Task => Rewrite the material below, replacing every "automation step" with "action" and changing nothing else.

Items listed in a dataset =>
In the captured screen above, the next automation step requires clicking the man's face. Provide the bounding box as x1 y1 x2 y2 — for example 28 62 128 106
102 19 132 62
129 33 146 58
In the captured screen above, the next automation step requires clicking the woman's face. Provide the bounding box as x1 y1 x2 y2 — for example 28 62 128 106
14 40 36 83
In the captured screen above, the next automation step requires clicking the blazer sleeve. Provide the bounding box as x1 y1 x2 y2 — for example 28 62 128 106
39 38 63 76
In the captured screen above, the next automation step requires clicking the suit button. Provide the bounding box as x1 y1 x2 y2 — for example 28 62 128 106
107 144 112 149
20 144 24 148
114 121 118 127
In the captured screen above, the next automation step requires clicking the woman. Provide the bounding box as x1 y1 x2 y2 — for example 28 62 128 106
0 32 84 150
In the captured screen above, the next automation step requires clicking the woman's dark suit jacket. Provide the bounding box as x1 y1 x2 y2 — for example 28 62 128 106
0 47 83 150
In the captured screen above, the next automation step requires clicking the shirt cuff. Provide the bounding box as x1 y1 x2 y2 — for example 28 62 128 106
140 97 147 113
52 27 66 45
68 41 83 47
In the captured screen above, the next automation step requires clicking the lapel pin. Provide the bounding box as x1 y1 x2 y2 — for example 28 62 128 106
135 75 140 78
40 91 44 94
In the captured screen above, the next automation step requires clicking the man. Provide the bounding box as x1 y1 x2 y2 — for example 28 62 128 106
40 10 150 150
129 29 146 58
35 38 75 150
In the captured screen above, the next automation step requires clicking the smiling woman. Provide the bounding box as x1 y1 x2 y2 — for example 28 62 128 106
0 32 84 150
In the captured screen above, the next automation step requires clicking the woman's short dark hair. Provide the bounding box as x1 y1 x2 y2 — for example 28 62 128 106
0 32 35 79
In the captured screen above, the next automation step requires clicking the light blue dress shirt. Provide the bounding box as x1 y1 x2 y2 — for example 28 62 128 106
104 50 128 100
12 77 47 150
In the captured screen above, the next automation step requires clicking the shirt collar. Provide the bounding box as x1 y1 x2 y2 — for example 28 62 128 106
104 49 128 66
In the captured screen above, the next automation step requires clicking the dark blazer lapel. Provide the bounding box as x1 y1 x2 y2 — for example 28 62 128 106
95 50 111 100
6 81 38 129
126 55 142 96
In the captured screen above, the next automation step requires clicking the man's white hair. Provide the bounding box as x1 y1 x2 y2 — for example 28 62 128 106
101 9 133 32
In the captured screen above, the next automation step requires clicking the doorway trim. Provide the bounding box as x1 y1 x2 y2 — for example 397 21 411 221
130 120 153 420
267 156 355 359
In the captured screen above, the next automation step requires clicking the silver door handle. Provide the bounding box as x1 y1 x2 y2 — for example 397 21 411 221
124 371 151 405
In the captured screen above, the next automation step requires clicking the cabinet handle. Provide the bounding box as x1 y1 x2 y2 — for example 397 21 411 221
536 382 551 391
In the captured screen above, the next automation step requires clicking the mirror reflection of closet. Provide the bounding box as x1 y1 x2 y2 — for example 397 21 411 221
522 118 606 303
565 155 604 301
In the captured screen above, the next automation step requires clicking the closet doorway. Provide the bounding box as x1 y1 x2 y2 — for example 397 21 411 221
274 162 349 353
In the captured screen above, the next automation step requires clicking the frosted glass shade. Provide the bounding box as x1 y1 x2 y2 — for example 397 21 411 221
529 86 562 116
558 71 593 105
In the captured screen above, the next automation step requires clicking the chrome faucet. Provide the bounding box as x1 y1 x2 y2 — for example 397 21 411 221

Output of the task =>
In the captured screen above, the next action requires clicking the man's face. Provide the bounding box as x1 y1 x2 y2 — for example 28 62 128 106
102 19 132 62
129 33 146 58
In the captured screen above, the next action requires clicking the woman's face. Provide the bounding box as x1 y1 x2 y2 — for example 28 62 128 106
14 40 36 83
In the captured screen above, the next action requires clicking the blazer sleeve. Provide the bounding box as x1 y1 x2 y2 — for example 28 62 128 106
39 38 63 76
In the captured screen above, the next action requires clicking the suit button. Provide the bounding box as x1 y1 x2 y2 — for example 28 62 128 106
107 144 112 149
20 144 24 148
114 121 118 127
In the captured screen above, the next action requires clicking the woman. Provide the bounding box as x1 y1 x2 y2 — for example 28 62 128 106
0 32 84 150
In the captured screen above, the next action requires clicking the woman's dark suit jacket. Provide the bounding box as x1 y1 x2 y2 — for example 28 62 128 106
0 47 83 150
In the captured screen above, the next action requires clicking the shirt cuff. Provide the bounding box as x1 y1 x2 y2 — for example 28 62 128 106
140 97 147 113
52 27 66 45
68 41 83 47
In the captured screen above, the next action requires clicking the lapel pin. Provide the bounding box as x1 y1 x2 y2 — for example 28 62 128 106
135 75 140 78
40 91 44 94
In the captured screen above, the next action requires clicking the man. Provide the bounding box as x1 y1 x2 y2 — for example 28 62 128 106
40 10 150 150
129 29 146 58
35 38 75 150
In the captured screen above, the next action requires clicking the smiling woman. Provide the bounding box as x1 y1 x2 y2 — for example 28 62 128 106
0 32 84 150
In the captured screen above, the next action requires clicking the woman's short dark hair. Provide the bounding box as x1 y1 x2 y2 — for example 28 62 128 106
0 32 35 79
In the captured screen above, the next action requires clicking the light blue dress shirt. Provide the bounding box as x1 y1 x2 y2 — for example 28 62 128 106
104 50 128 100
12 77 47 150
In the captured screen above, the next action requires clicking the shirt collar. Provide the bounding box as x1 y1 x2 y2 — for example 28 62 128 106
104 49 128 66
In the captured screen above, the next action requires clicking the dark blazer lapel. Provide the bounding box as x1 y1 x2 y2 — for example 28 62 128 106
95 50 111 100
6 81 38 129
126 55 142 96
In the captured screen above, the next action requires clicking the man's white hair. Provide the bounding box as x1 y1 x2 y2 — for example 28 62 128 106
101 9 133 32
In the captured screen above, the next action requires clicking the doorway trim. Provide the bounding box as x1 y1 x2 y2 — for example 397 21 411 221
130 120 153 420
267 156 355 359
In the captured screen above, the next action requires clicking the silver door handle. Provide the bounding box as x1 y1 x2 y2 — for example 397 21 411 221
124 371 151 405
In the captured screen above, the next action requires clicking the cabinet handle. Provide the bounding box as x1 y1 x2 y2 — for example 397 21 411 221
536 382 551 391
In the captured screen above, the next action requires clicking the mirror reflection of closet. Provide the bounding box as x1 y1 x2 y2 — for example 397 21 411 221
522 118 606 303
565 155 604 301
In the captured screen above, the next action requires clicking the closet doorway. Provide the bounding box as x1 y1 x2 y2 — for example 397 21 411 221
274 162 349 353
In the captured screen above, the next action requires clicking the frosted glass shade. Provide the bounding box as x1 y1 x2 y2 — for example 397 21 411 221
529 86 562 116
558 71 593 105
In the captured screen above, the next action requires clicking the chrome faucet. Provide the bounding box as x1 y1 x2 y2 — for example 397 21 411 221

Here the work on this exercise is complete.